> **TASK PROMPT**:
Add 117 to every x and y coordinate in the answers of the rows from the line with "Expected: one point per instance of the dirt path" up to and including the line with "x=639 y=425", and write out all of those lines again, requests included. Leave the pictures out.

## Start EXERCISE INPUTS

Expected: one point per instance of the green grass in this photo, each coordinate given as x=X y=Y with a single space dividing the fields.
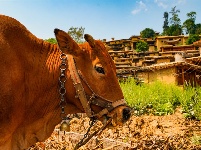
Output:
x=162 y=99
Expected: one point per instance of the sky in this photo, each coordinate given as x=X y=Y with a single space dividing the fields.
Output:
x=103 y=19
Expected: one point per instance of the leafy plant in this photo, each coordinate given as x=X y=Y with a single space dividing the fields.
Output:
x=192 y=38
x=161 y=99
x=142 y=46
x=51 y=40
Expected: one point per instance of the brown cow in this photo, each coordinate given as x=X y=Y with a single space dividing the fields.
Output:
x=29 y=89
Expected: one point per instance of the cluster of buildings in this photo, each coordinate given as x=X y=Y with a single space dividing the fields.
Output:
x=169 y=59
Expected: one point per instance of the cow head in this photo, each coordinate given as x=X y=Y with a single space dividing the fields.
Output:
x=98 y=76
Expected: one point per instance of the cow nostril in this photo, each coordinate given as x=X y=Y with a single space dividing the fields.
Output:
x=126 y=114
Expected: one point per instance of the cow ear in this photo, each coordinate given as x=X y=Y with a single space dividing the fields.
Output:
x=90 y=40
x=66 y=43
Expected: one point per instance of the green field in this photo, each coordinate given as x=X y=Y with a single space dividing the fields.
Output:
x=161 y=99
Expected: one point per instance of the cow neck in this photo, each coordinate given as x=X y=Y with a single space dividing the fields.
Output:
x=95 y=99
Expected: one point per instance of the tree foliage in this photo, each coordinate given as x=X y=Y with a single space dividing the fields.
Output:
x=142 y=46
x=192 y=38
x=147 y=33
x=77 y=33
x=175 y=27
x=175 y=20
x=165 y=24
x=51 y=40
x=189 y=25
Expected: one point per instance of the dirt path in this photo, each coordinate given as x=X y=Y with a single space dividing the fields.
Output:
x=143 y=133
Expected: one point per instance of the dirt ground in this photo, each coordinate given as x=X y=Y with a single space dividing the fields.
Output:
x=147 y=132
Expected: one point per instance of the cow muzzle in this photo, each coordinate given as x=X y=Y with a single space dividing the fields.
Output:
x=119 y=115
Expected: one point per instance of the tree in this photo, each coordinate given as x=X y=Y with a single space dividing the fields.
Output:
x=175 y=20
x=189 y=25
x=147 y=33
x=165 y=24
x=175 y=28
x=192 y=38
x=142 y=46
x=198 y=28
x=77 y=33
x=51 y=40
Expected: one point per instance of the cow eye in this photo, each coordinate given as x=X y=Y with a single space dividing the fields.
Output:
x=99 y=69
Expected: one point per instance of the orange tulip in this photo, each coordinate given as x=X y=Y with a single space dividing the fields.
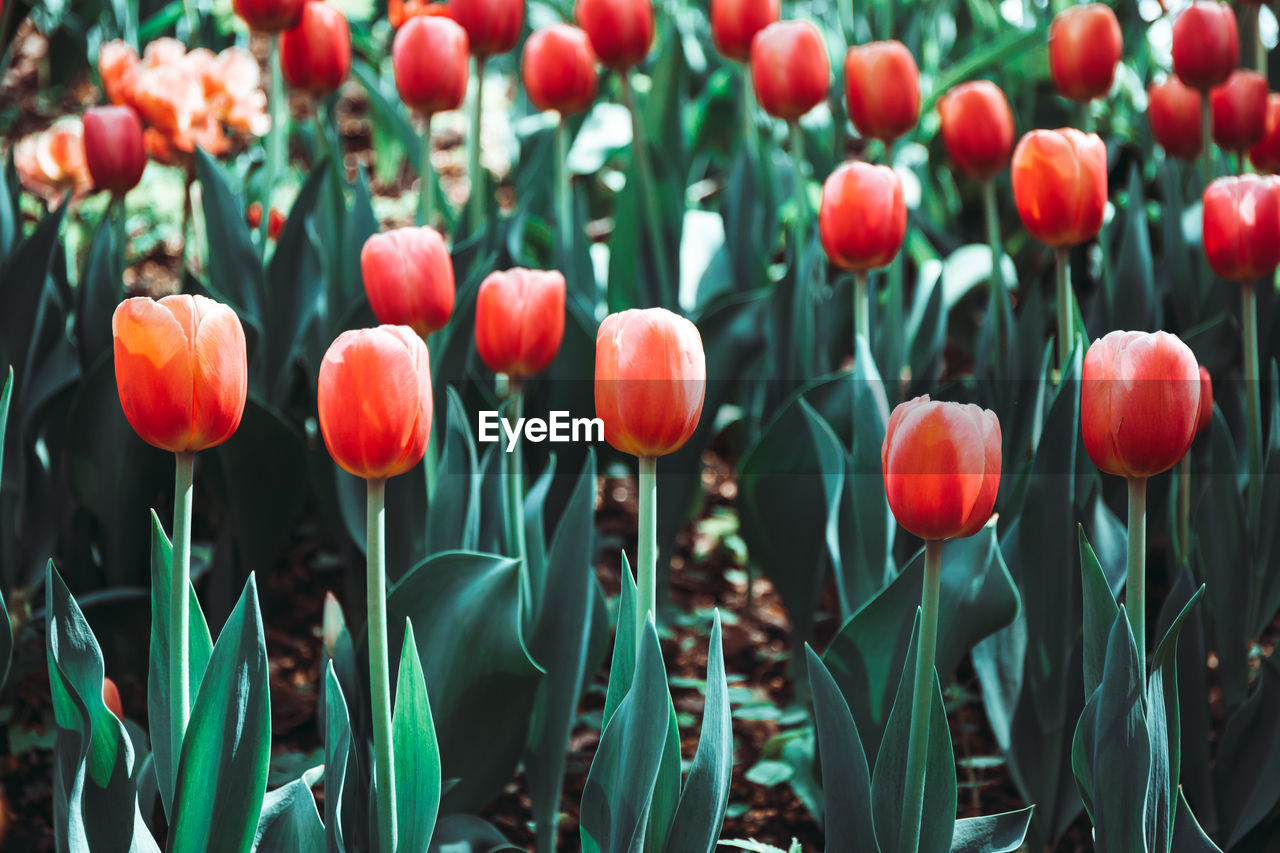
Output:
x=520 y=320
x=941 y=465
x=374 y=400
x=650 y=381
x=181 y=370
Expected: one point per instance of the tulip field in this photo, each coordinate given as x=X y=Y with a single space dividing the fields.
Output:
x=639 y=425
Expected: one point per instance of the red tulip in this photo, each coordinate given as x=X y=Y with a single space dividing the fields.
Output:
x=621 y=31
x=941 y=465
x=558 y=69
x=1265 y=155
x=269 y=16
x=790 y=69
x=1240 y=222
x=735 y=23
x=520 y=320
x=181 y=370
x=315 y=55
x=1239 y=110
x=650 y=379
x=1139 y=402
x=882 y=89
x=977 y=128
x=374 y=400
x=1084 y=48
x=1060 y=186
x=1174 y=112
x=408 y=278
x=1206 y=45
x=493 y=26
x=429 y=55
x=863 y=217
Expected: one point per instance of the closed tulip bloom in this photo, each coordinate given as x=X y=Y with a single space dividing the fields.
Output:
x=429 y=56
x=650 y=379
x=621 y=31
x=374 y=400
x=1206 y=45
x=735 y=23
x=1060 y=186
x=882 y=89
x=493 y=26
x=977 y=128
x=1174 y=113
x=1139 y=402
x=558 y=69
x=941 y=465
x=863 y=217
x=790 y=69
x=181 y=370
x=113 y=147
x=408 y=278
x=1240 y=222
x=1239 y=110
x=1084 y=46
x=269 y=16
x=315 y=55
x=520 y=320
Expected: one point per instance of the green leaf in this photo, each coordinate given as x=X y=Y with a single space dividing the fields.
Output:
x=222 y=776
x=846 y=785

## End EXERCISE INPUTS

> **COMPLETED EXERCISE**:
Expected: one point per instance of the dirt path in this photo, each coordinate given as x=X y=Y with a single space dividing the fields.
Output:
x=260 y=250
Expected: one point per instance of the dirt ground in this photo, each coordinate given as x=X y=Y with a single space dividing the fields.
Output:
x=264 y=249
Expected: one point per instance of the cow muzzle in this photo, each coordinate given as x=X y=Y with a single space dividing the fields.
Output:
x=236 y=232
Expected: one point per instance of the tree in this photo, each coordinate given as x=X y=Y with a single space dividing the fields.
Output:
x=292 y=137
x=306 y=142
x=264 y=150
x=282 y=141
x=292 y=145
x=309 y=155
x=259 y=163
x=315 y=145
x=194 y=150
x=168 y=157
Expected: one point per instance of the cow eye in this photo, each coordinate given as x=X y=Y with a single space dividing the fields.
Output:
x=216 y=186
Expected: one point per instance of the orange tulip in this photo, each coordinate given as x=X y=Y with a single space dividing the fields.
Output:
x=637 y=437
x=1058 y=582
x=491 y=517
x=767 y=498
x=298 y=487
Expected: one point per instance of the tulip field in this photo, each coordinate given as x=X y=Y with a single space dividing the fields.
Output:
x=756 y=542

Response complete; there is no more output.